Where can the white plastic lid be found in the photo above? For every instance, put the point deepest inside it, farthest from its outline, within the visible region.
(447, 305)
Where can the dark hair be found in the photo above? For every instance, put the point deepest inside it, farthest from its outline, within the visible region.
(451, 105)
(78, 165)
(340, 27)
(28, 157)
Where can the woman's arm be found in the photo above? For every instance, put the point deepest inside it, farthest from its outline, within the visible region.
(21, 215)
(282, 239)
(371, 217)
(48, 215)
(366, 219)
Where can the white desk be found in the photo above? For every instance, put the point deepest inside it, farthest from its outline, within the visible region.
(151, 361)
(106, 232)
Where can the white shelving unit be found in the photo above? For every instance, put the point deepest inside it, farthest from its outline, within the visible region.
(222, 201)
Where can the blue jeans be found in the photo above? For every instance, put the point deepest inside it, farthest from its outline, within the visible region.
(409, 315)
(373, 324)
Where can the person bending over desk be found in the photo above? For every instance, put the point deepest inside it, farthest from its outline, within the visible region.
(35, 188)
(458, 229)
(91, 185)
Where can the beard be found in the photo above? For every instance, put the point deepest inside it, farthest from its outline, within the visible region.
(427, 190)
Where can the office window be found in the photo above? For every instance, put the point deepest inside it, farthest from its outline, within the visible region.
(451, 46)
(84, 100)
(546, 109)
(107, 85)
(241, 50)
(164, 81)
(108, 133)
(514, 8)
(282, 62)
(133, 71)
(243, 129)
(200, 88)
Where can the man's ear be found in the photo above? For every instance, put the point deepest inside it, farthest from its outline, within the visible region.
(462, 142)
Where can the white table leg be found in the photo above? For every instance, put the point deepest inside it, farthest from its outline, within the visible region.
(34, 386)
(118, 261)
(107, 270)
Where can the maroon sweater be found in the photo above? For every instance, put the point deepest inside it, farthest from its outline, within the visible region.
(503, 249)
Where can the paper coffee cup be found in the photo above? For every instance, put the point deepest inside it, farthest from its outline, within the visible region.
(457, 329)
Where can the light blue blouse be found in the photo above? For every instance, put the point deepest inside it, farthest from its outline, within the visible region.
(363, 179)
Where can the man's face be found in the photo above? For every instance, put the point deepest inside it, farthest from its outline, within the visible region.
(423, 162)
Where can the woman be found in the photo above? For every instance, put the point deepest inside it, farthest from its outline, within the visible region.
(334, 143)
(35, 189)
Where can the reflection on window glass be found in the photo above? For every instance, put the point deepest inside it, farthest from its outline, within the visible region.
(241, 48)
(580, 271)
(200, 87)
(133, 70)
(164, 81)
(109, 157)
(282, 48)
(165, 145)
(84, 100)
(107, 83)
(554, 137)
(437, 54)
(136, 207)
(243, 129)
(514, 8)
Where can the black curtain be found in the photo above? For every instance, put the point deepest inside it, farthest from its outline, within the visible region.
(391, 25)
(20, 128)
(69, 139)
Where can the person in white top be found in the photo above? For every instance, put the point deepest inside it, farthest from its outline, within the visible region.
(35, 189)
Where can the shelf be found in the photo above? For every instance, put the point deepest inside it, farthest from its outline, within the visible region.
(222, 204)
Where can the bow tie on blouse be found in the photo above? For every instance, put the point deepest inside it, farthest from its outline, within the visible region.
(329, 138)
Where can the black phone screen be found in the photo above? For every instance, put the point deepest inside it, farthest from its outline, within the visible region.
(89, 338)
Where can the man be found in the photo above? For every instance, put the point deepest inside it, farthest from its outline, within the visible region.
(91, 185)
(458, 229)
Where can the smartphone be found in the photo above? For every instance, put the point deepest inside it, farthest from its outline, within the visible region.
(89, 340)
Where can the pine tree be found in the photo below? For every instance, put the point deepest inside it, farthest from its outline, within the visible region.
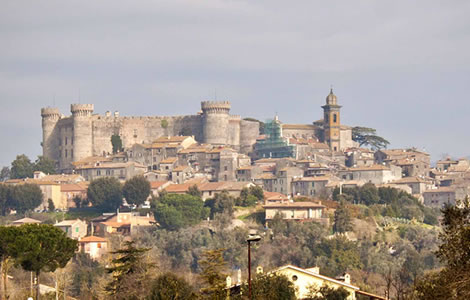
---*---
Work required
With the pictures excluded, transcribe word for word only the lines from the one containing "Where can the smartphone" through the last line of the records.

Solution to the exercise
Where can the smartphone be found in the photo above? For every instance, put the point deepest inside it, farthest from its outline, within the visible region.
(89, 340)
Where can the pine tree be found in the photo below? For every instance, put the point deepest inside it, farthest from its outline, within the visible region.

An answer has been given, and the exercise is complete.